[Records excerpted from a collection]
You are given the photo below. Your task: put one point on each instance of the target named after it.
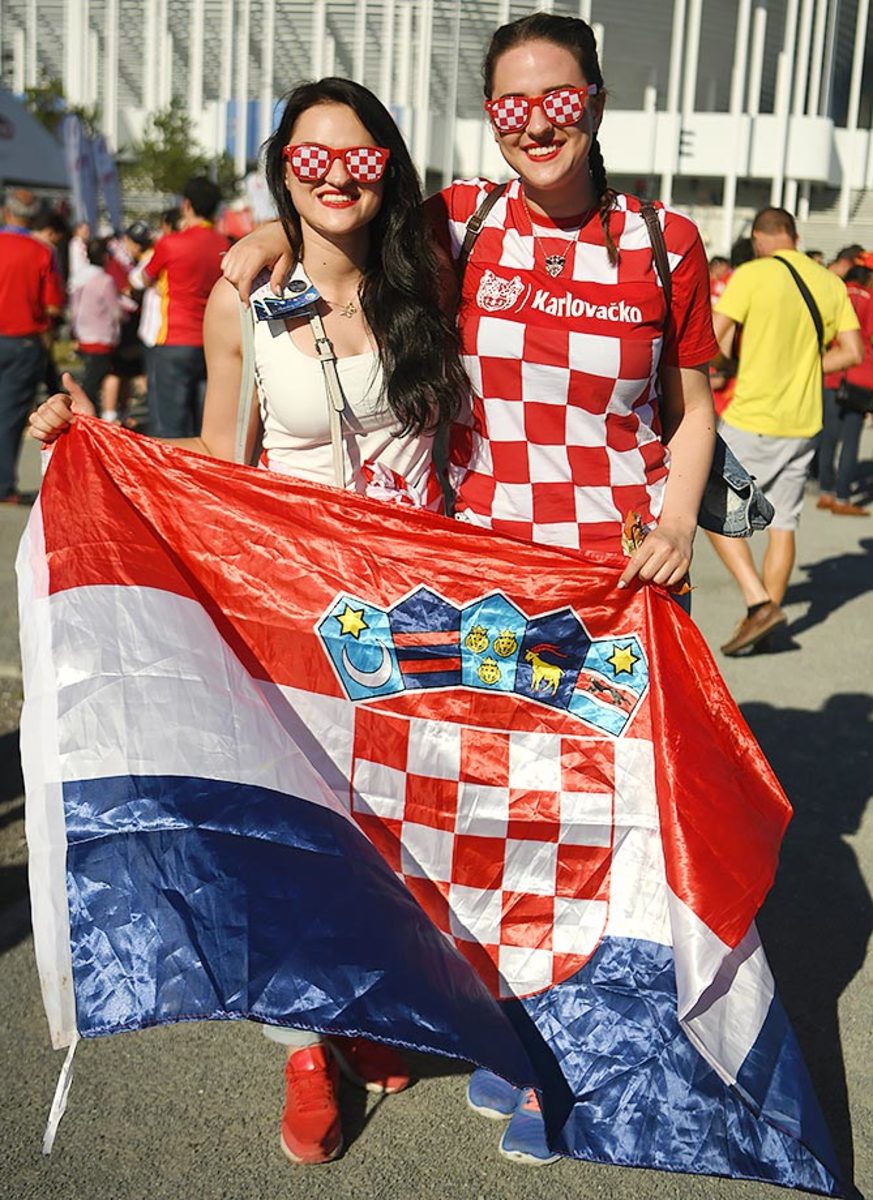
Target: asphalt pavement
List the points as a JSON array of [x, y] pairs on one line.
[[191, 1111]]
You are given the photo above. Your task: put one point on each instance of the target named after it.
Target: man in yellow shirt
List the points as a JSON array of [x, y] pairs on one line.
[[775, 417]]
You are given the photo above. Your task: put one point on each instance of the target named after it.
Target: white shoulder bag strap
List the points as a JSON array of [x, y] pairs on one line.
[[336, 400], [244, 409]]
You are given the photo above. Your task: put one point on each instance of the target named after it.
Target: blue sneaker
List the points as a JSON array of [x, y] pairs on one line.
[[491, 1096], [524, 1137]]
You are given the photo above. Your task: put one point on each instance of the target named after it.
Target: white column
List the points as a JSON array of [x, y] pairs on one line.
[[784, 73], [756, 71], [738, 79], [600, 39], [673, 85], [801, 81], [74, 49], [196, 39], [110, 73], [829, 57], [692, 57], [319, 34], [403, 75], [268, 85], [422, 88], [32, 31], [226, 73], [244, 30], [359, 63], [150, 52], [19, 51], [817, 58], [164, 55], [92, 79], [854, 103], [451, 99], [386, 67]]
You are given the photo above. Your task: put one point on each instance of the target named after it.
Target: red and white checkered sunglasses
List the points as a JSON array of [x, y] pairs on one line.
[[311, 161], [565, 106]]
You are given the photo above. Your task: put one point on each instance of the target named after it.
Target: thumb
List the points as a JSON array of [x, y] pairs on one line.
[[280, 274], [80, 403]]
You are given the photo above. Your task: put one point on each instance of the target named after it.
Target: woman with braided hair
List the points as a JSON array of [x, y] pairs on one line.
[[564, 327], [581, 377], [565, 333]]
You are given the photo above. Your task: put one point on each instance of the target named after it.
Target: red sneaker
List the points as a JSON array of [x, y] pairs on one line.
[[311, 1129], [371, 1065]]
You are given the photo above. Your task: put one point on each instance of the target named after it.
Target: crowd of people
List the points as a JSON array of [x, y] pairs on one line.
[[132, 304], [601, 441]]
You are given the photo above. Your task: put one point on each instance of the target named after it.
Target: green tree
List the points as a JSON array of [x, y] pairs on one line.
[[49, 106], [167, 155]]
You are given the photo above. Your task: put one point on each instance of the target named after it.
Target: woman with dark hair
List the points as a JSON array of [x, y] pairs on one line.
[[350, 208], [582, 377]]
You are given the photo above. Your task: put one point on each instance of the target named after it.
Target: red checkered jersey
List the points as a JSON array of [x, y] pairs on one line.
[[29, 285], [186, 267], [564, 439], [862, 375]]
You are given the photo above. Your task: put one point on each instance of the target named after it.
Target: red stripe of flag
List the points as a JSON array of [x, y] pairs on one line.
[[422, 666], [429, 637]]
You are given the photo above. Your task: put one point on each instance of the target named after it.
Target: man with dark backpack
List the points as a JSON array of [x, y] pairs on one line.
[[789, 310]]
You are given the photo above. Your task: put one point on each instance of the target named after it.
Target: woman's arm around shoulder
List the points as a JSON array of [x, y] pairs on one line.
[[265, 247], [222, 342]]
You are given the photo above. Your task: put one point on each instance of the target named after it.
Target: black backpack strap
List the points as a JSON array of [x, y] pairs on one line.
[[658, 250], [475, 225], [808, 300]]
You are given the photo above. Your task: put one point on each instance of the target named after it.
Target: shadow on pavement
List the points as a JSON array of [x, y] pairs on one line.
[[11, 781], [830, 585], [14, 906], [817, 921]]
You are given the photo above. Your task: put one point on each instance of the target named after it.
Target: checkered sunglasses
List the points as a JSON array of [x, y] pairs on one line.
[[311, 161], [565, 106]]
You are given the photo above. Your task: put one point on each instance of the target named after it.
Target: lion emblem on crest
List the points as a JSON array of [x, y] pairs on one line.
[[495, 294]]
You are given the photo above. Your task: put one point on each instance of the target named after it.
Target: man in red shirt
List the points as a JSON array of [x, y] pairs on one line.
[[184, 269], [31, 294]]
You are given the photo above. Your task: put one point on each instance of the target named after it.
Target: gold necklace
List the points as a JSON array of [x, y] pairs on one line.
[[344, 310], [555, 263]]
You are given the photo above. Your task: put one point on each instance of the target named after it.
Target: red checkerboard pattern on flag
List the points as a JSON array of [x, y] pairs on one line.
[[504, 839], [277, 778]]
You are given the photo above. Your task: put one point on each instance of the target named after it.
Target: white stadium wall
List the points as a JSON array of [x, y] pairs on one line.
[[717, 106]]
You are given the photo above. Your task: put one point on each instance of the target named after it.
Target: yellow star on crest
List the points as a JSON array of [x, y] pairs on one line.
[[351, 621], [622, 659]]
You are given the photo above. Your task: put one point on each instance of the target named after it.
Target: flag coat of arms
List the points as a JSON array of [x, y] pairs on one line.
[[313, 760]]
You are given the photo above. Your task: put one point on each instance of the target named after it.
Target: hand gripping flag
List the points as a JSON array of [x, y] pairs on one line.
[[302, 757]]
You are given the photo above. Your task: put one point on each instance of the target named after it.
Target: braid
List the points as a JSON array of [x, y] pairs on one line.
[[606, 196]]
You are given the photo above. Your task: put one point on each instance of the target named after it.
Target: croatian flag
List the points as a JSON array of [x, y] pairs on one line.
[[313, 760]]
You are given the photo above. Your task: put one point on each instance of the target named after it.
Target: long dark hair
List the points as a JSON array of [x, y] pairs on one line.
[[578, 37], [425, 383]]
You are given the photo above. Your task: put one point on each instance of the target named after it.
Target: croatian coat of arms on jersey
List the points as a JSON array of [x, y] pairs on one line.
[[495, 294]]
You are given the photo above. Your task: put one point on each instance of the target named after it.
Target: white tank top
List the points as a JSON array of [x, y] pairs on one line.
[[296, 425]]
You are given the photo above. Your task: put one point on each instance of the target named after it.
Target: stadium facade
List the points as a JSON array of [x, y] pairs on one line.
[[717, 106]]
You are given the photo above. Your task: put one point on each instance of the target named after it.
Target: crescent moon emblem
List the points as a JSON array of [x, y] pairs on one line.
[[377, 678]]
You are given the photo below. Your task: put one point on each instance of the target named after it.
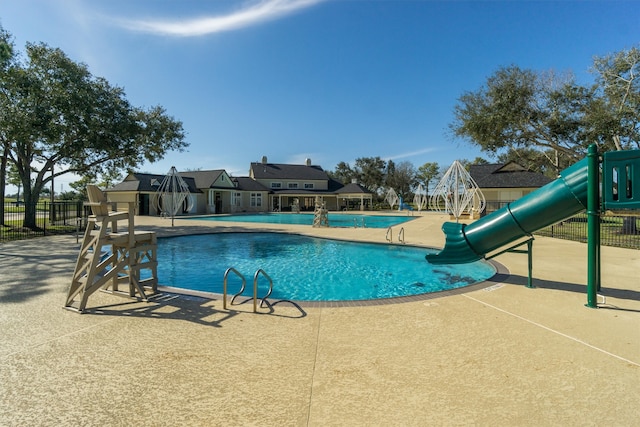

— Direction —
Pick out each line of the listing above that contains the word "yellow" and copy those lines. Matches must have the same capitalization.

— Answer to the task —
Target: man in yellow shirt
Target: yellow star on crest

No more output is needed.